_EXCERPT PROVIDED_:
Plan: split datafusion-proto and add PhysicalExpr::to_proto

Context

Today, datafusion-proto serializes every built-in PhysicalExpr via a ~300-line downcast_ref chain in datafusion/proto/src/physical_plan/to_proto.rs::serialize_physical_expr_with_converter (and a symmetric ExprType match in from_proto.rs). Because the serializer lives outside the crate where each expression is defined, every piece of internal state an expression wants to round-trip must be pub. The motivating example is the DynamicFilterPhysicalExpr PR (#21807), which had to expose pub struct Inner, pub fn inner(), pub fn from_parts(), pub fn original_children(), pub fn remapped_children() — all "warning: not stable; proto-only". The same shape will recur for every stateful expression.

Two problems to solve together:

  1. Private state stays private. Serialization code should live next to the data it serializes.
  2. Central switch is a maintenance sink. 20 production PhysicalExpr impls already; every new one requires editing proto/src/physical_plan/to_proto.rs + from_proto.rs. Third parties have to use PhysicalExtensionCodec with a different shape than built-ins.

Decision (user-approved):

  • Extract datafusion-proto-models (mirror of datafusion-proto-common): just the prost-generated structs + optional pbjson. No datafusion deps beyond proto-common.

_WRITTEN TASK 1_:
Answer these questions about the datafusion-proto plan:
(a) About how many lines long is the downcast_ref chain in to_proto.rs?
(b) What is the number of the DynamicFilterPhysicalExpr PR?
(c) How many production PhysicalExpr impls does the plan say already exist?
The datafusion-proto plan has nothing to do with the records.

_RECORDS SHOWN_:
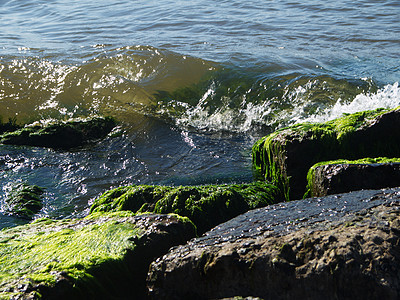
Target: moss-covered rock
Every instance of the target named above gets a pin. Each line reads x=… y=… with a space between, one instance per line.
x=207 y=206
x=103 y=256
x=285 y=156
x=24 y=200
x=60 y=135
x=342 y=176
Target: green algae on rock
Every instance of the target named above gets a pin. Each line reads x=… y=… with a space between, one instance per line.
x=341 y=176
x=207 y=206
x=24 y=200
x=60 y=135
x=284 y=157
x=103 y=256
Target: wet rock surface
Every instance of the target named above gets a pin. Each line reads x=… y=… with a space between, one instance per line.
x=60 y=135
x=341 y=178
x=336 y=247
x=105 y=256
x=206 y=205
x=285 y=156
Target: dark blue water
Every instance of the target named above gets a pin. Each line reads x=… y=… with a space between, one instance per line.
x=193 y=83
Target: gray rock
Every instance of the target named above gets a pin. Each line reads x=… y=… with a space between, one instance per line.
x=342 y=178
x=337 y=247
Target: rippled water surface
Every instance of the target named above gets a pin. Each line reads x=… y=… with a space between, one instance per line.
x=193 y=83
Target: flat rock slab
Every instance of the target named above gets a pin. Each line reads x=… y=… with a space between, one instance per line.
x=104 y=256
x=285 y=156
x=331 y=179
x=60 y=135
x=336 y=247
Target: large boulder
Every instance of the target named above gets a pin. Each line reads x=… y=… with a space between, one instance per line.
x=206 y=205
x=103 y=256
x=60 y=135
x=341 y=176
x=337 y=247
x=285 y=156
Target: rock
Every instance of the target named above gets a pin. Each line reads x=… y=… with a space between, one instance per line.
x=206 y=205
x=341 y=176
x=337 y=247
x=285 y=156
x=24 y=200
x=60 y=135
x=103 y=256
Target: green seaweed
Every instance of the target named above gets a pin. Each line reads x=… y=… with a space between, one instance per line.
x=60 y=135
x=206 y=206
x=284 y=157
x=367 y=161
x=45 y=250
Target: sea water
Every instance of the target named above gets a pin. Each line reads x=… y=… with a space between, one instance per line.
x=193 y=84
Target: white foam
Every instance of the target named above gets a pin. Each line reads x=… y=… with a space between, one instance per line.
x=387 y=97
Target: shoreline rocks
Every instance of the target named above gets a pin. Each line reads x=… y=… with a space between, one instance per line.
x=285 y=156
x=103 y=256
x=337 y=247
x=206 y=205
x=60 y=135
x=341 y=176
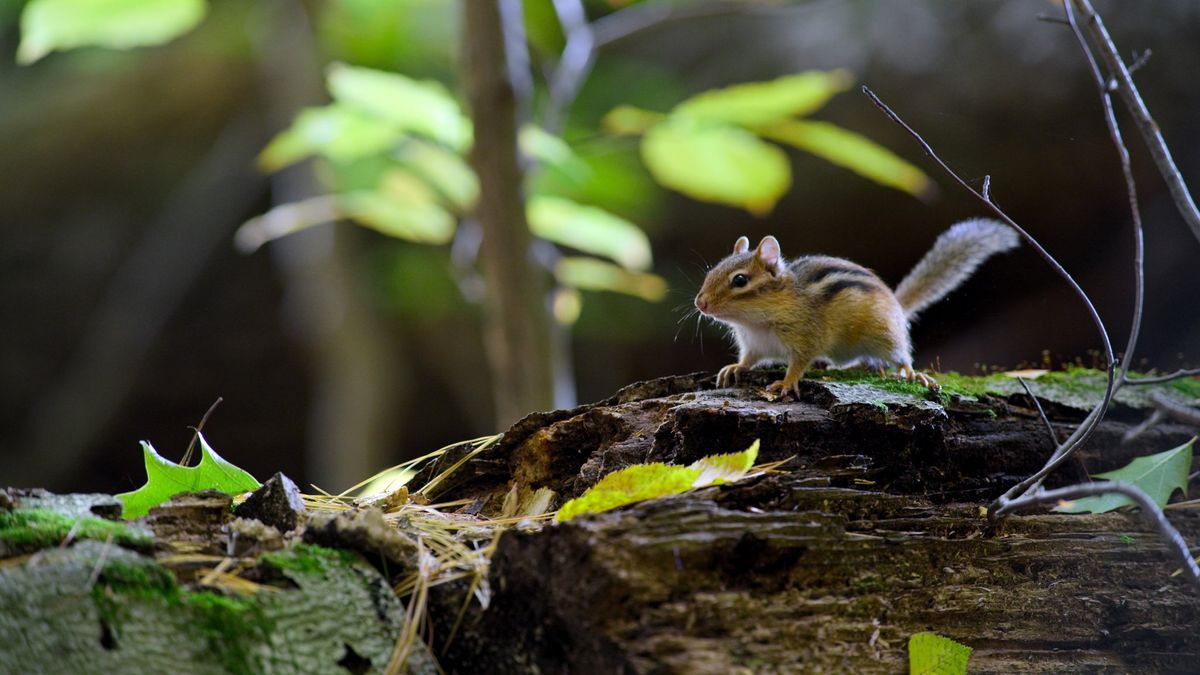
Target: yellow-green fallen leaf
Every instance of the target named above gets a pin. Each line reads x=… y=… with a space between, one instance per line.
x=643 y=482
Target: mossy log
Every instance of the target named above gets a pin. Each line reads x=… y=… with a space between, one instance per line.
x=871 y=532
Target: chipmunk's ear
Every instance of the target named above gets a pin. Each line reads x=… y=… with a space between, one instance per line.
x=769 y=256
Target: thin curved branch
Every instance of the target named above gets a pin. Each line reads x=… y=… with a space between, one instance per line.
x=1150 y=511
x=1089 y=425
x=1140 y=114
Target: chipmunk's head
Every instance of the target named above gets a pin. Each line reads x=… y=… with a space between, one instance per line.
x=738 y=288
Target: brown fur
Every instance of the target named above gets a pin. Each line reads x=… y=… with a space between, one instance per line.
x=814 y=308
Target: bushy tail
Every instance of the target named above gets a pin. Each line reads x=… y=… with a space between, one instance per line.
x=952 y=261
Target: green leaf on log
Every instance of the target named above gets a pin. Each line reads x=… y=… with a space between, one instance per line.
x=643 y=482
x=930 y=653
x=166 y=479
x=1158 y=476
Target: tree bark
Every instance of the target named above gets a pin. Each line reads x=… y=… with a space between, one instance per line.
x=516 y=326
x=873 y=532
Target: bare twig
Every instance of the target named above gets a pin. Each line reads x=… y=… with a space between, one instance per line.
x=1150 y=132
x=1087 y=426
x=196 y=431
x=1054 y=437
x=1139 y=60
x=1119 y=144
x=1174 y=410
x=575 y=64
x=1150 y=511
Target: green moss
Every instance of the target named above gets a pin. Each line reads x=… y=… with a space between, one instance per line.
x=231 y=626
x=28 y=530
x=309 y=559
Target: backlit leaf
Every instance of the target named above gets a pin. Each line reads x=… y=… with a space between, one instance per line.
x=1158 y=476
x=762 y=102
x=409 y=105
x=166 y=479
x=930 y=653
x=628 y=120
x=47 y=25
x=396 y=215
x=589 y=230
x=643 y=482
x=335 y=131
x=718 y=163
x=592 y=274
x=444 y=171
x=850 y=150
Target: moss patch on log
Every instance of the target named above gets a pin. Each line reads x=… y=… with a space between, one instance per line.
x=24 y=531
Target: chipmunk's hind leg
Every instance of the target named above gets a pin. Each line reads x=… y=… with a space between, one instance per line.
x=905 y=371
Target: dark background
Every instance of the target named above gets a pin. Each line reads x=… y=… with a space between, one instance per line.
x=125 y=310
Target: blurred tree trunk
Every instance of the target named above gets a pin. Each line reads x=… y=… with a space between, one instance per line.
x=516 y=326
x=358 y=384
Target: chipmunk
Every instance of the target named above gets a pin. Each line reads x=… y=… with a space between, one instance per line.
x=825 y=308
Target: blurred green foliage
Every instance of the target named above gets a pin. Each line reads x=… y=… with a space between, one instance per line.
x=390 y=148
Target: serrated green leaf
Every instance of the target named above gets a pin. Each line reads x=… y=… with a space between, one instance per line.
x=589 y=230
x=335 y=131
x=725 y=469
x=930 y=653
x=1158 y=476
x=718 y=163
x=628 y=120
x=643 y=482
x=852 y=151
x=419 y=107
x=166 y=479
x=762 y=102
x=47 y=25
x=397 y=215
x=592 y=274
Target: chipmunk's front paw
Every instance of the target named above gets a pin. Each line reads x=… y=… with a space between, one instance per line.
x=909 y=374
x=781 y=388
x=729 y=375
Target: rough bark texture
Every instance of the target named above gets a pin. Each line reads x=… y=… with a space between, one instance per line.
x=873 y=532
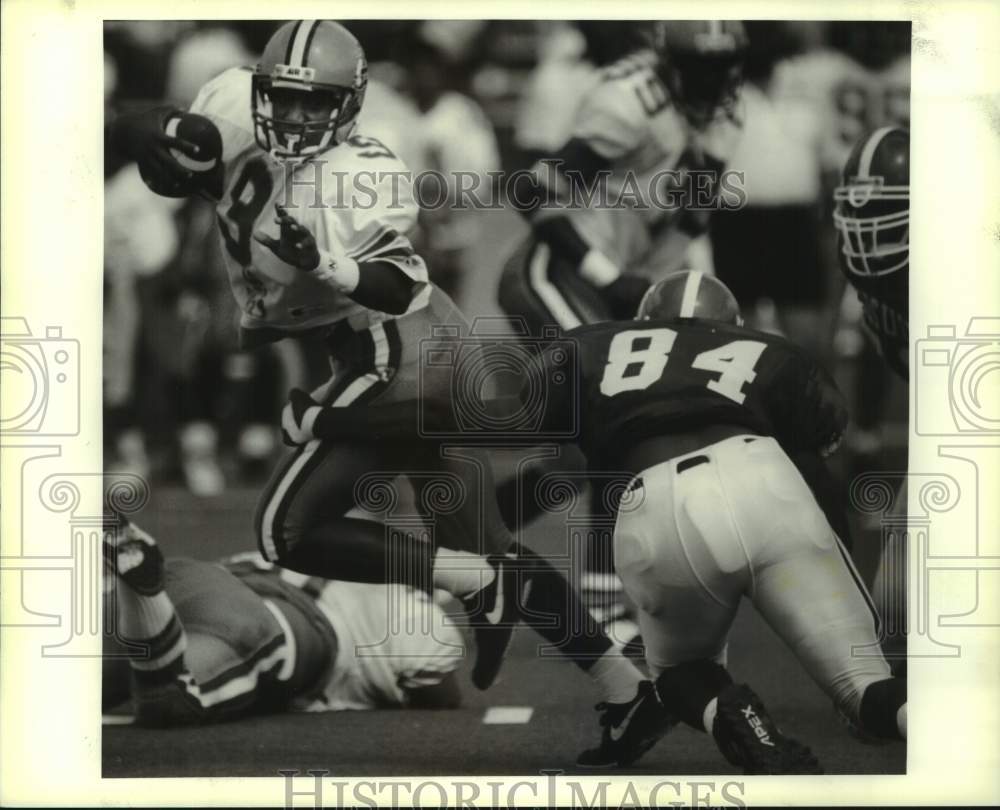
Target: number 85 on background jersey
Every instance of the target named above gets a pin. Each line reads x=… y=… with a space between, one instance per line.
x=639 y=379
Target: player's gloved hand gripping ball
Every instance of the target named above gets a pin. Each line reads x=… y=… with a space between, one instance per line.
x=178 y=153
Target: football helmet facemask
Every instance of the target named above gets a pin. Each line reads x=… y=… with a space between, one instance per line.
x=701 y=63
x=690 y=294
x=316 y=57
x=872 y=211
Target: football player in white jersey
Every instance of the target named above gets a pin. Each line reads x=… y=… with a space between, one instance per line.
x=653 y=136
x=313 y=217
x=243 y=636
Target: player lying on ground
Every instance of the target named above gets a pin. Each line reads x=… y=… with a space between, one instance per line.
x=703 y=413
x=872 y=216
x=313 y=217
x=223 y=640
x=655 y=121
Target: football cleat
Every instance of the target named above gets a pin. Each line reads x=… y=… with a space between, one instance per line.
x=493 y=613
x=748 y=737
x=317 y=59
x=133 y=556
x=629 y=730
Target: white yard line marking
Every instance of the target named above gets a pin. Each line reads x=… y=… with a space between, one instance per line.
x=507 y=715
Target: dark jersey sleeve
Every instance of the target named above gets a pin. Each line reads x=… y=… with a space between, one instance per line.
x=806 y=407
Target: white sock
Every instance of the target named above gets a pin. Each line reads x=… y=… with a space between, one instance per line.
x=708 y=718
x=150 y=621
x=616 y=676
x=460 y=572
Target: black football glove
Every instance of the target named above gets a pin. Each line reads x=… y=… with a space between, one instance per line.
x=295 y=246
x=297 y=418
x=623 y=296
x=141 y=137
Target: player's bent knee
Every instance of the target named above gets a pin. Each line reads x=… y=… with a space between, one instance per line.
x=685 y=690
x=879 y=709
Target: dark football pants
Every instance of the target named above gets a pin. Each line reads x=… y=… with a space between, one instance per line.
x=701 y=531
x=543 y=290
x=315 y=487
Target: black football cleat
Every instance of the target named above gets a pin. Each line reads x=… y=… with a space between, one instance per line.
x=750 y=739
x=493 y=613
x=133 y=556
x=629 y=730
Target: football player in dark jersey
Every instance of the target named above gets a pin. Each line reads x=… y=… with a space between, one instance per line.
x=657 y=119
x=703 y=416
x=872 y=217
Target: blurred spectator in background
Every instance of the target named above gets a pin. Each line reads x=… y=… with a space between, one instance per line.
x=569 y=55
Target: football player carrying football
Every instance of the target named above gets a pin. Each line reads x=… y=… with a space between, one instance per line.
x=313 y=217
x=705 y=416
x=223 y=640
x=659 y=121
x=872 y=216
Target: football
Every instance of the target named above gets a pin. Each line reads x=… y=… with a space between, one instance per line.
x=206 y=168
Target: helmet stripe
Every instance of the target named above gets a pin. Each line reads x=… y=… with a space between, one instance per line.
x=291 y=42
x=690 y=293
x=312 y=33
x=868 y=152
x=303 y=35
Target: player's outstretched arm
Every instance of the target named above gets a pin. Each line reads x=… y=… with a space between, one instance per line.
x=446 y=694
x=142 y=137
x=378 y=285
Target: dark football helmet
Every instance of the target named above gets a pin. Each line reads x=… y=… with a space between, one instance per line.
x=318 y=57
x=701 y=63
x=690 y=294
x=872 y=211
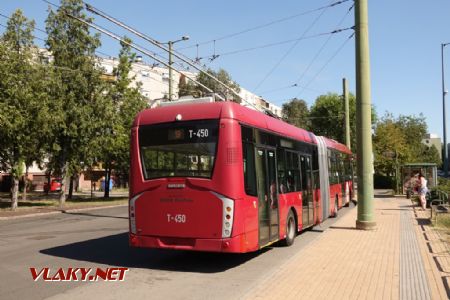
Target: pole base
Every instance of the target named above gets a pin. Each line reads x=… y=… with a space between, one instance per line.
x=366 y=225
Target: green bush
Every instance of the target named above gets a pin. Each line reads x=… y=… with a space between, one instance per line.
x=381 y=181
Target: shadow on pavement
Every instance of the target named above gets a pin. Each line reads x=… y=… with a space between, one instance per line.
x=92 y=215
x=114 y=250
x=342 y=227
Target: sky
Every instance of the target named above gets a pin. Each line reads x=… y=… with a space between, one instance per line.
x=290 y=50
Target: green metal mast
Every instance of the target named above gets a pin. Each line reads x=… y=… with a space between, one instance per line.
x=364 y=164
x=347 y=113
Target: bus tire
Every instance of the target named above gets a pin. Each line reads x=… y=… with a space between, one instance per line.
x=336 y=208
x=291 y=229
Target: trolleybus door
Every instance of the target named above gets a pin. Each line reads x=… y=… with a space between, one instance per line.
x=265 y=166
x=307 y=193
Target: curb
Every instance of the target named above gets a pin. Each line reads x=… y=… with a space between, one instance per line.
x=74 y=210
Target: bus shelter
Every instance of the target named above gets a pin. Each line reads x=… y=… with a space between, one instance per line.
x=409 y=173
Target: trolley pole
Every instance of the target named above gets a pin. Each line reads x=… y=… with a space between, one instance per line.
x=364 y=162
x=347 y=113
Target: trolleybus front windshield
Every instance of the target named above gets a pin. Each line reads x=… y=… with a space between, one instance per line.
x=181 y=149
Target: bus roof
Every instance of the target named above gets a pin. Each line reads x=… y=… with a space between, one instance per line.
x=229 y=110
x=336 y=145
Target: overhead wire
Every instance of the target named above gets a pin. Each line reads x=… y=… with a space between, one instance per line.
x=132 y=45
x=300 y=78
x=215 y=56
x=277 y=64
x=327 y=62
x=161 y=46
x=227 y=36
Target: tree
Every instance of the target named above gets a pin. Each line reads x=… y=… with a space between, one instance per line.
x=76 y=91
x=390 y=145
x=121 y=104
x=21 y=99
x=398 y=141
x=296 y=112
x=223 y=77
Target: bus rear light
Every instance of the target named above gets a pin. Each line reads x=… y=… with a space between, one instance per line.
x=227 y=215
x=132 y=215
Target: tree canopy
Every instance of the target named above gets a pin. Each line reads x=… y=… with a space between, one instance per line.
x=398 y=141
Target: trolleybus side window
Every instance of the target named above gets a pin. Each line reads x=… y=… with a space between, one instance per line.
x=293 y=183
x=249 y=169
x=281 y=171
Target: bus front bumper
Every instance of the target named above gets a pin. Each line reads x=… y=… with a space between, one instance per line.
x=234 y=244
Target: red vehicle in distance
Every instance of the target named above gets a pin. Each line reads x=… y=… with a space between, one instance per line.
x=55 y=185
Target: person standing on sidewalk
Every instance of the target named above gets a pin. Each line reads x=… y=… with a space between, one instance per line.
x=423 y=190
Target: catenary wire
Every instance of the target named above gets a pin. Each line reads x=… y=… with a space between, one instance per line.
x=227 y=36
x=277 y=64
x=326 y=63
x=300 y=78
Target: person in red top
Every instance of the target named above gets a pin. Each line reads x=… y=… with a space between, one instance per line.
x=422 y=190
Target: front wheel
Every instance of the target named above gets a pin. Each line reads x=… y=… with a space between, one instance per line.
x=291 y=229
x=335 y=211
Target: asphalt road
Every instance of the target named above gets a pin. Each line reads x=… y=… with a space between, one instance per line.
x=98 y=238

_WRITTEN TASK 2_: Resize the pin coordinates in the records by multiplying each by 1.75 and rounding to whole numbers, with halves rounded up. Rewrite every line from the one containing "Target: thin curved branch" through the one containing "x=1140 y=114", including both end lines and the request line.

_CORRECT RESULT 1_:
(a) About 300 lines.
(b) #21807.
(c) 20.

_CORRECT RESULT 2_:
Target: thin curved branch
Every instance of the target named above gets a pin. Each line reads x=… y=… with a space between, one instance per line.
x=2013 y=894
x=1906 y=744
x=1995 y=200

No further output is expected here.